- [Requirement] Report every line in the items below that contains the string "trees", matching case exactly.
——
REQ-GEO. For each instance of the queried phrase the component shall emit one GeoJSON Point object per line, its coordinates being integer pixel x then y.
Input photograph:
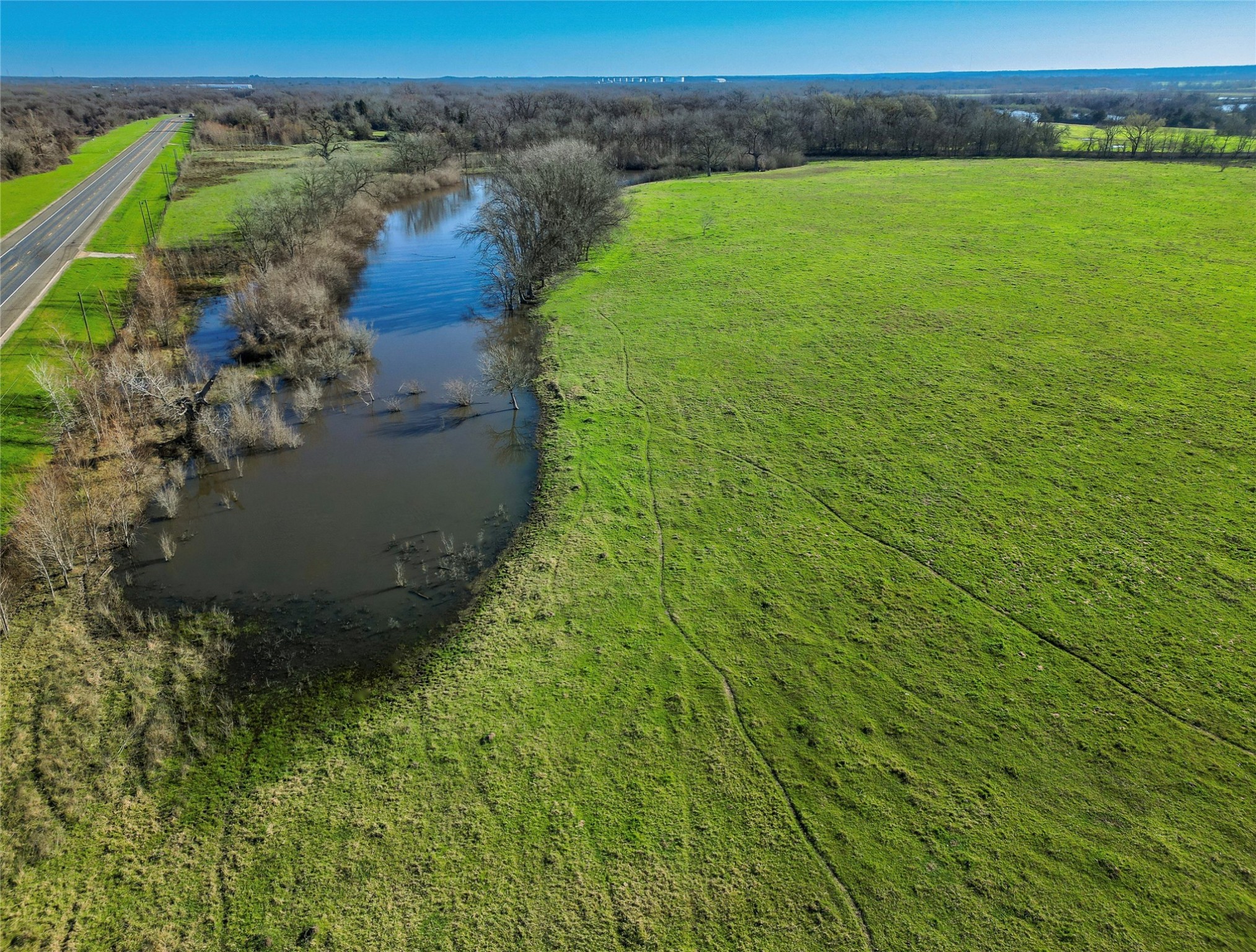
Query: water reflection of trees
{"type": "Point", "coordinates": [426, 216]}
{"type": "Point", "coordinates": [512, 444]}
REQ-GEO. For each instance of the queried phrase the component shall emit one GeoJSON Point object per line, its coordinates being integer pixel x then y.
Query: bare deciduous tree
{"type": "Point", "coordinates": [417, 151]}
{"type": "Point", "coordinates": [506, 367]}
{"type": "Point", "coordinates": [327, 134]}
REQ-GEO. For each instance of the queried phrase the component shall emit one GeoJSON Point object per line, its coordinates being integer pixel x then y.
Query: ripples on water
{"type": "Point", "coordinates": [312, 538]}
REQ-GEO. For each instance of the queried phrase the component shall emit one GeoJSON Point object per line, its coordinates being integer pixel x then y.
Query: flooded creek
{"type": "Point", "coordinates": [363, 540]}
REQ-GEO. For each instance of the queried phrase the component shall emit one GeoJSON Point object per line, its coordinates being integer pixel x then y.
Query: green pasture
{"type": "Point", "coordinates": [220, 180]}
{"type": "Point", "coordinates": [25, 435]}
{"type": "Point", "coordinates": [22, 198]}
{"type": "Point", "coordinates": [891, 586]}
{"type": "Point", "coordinates": [123, 231]}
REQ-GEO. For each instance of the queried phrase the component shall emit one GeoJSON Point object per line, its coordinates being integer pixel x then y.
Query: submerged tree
{"type": "Point", "coordinates": [507, 367]}
{"type": "Point", "coordinates": [547, 206]}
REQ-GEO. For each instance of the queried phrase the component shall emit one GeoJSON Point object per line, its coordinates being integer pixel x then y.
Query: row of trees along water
{"type": "Point", "coordinates": [676, 127]}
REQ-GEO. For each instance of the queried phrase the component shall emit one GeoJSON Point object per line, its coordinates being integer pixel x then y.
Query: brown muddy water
{"type": "Point", "coordinates": [313, 539]}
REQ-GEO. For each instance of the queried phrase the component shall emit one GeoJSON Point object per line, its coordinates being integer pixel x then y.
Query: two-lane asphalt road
{"type": "Point", "coordinates": [34, 254]}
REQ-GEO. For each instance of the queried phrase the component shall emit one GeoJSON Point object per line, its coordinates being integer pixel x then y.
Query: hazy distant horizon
{"type": "Point", "coordinates": [527, 40]}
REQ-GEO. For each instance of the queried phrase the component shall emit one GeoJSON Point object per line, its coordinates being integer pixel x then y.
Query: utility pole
{"type": "Point", "coordinates": [107, 312]}
{"type": "Point", "coordinates": [150, 229]}
{"type": "Point", "coordinates": [88, 329]}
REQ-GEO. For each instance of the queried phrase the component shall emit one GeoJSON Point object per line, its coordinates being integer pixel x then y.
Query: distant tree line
{"type": "Point", "coordinates": [676, 128]}
{"type": "Point", "coordinates": [42, 125]}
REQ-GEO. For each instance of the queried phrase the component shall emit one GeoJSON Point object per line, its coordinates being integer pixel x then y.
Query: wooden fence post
{"type": "Point", "coordinates": [86, 325]}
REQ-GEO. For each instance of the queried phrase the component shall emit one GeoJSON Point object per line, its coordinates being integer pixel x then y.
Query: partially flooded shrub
{"type": "Point", "coordinates": [361, 384]}
{"type": "Point", "coordinates": [166, 542]}
{"type": "Point", "coordinates": [214, 436]}
{"type": "Point", "coordinates": [331, 359]}
{"type": "Point", "coordinates": [245, 425]}
{"type": "Point", "coordinates": [233, 385]}
{"type": "Point", "coordinates": [359, 338]}
{"type": "Point", "coordinates": [167, 500]}
{"type": "Point", "coordinates": [461, 391]}
{"type": "Point", "coordinates": [307, 400]}
{"type": "Point", "coordinates": [279, 434]}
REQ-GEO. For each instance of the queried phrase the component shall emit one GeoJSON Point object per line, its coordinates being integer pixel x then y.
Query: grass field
{"type": "Point", "coordinates": [123, 231]}
{"type": "Point", "coordinates": [23, 198]}
{"type": "Point", "coordinates": [24, 435]}
{"type": "Point", "coordinates": [891, 587]}
{"type": "Point", "coordinates": [222, 178]}
{"type": "Point", "coordinates": [25, 439]}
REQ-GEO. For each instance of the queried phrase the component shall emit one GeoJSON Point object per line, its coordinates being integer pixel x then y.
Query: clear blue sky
{"type": "Point", "coordinates": [429, 39]}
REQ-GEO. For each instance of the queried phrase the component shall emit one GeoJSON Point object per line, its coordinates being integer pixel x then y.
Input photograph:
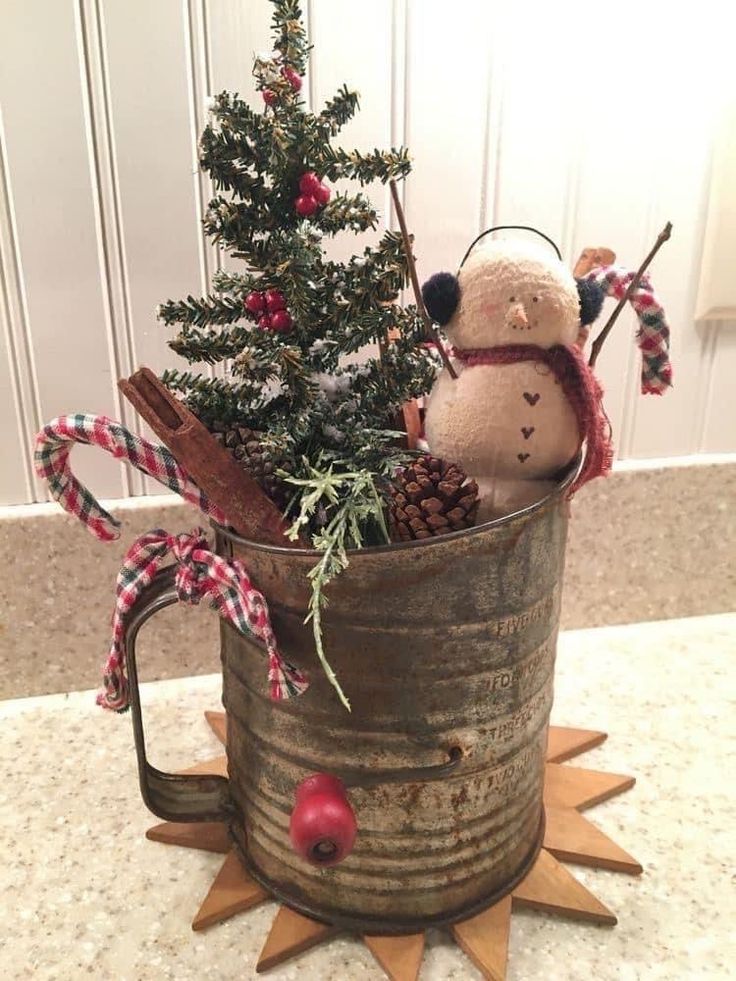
——
- [Response]
Query: water reflection of trees
Query: row of trees along water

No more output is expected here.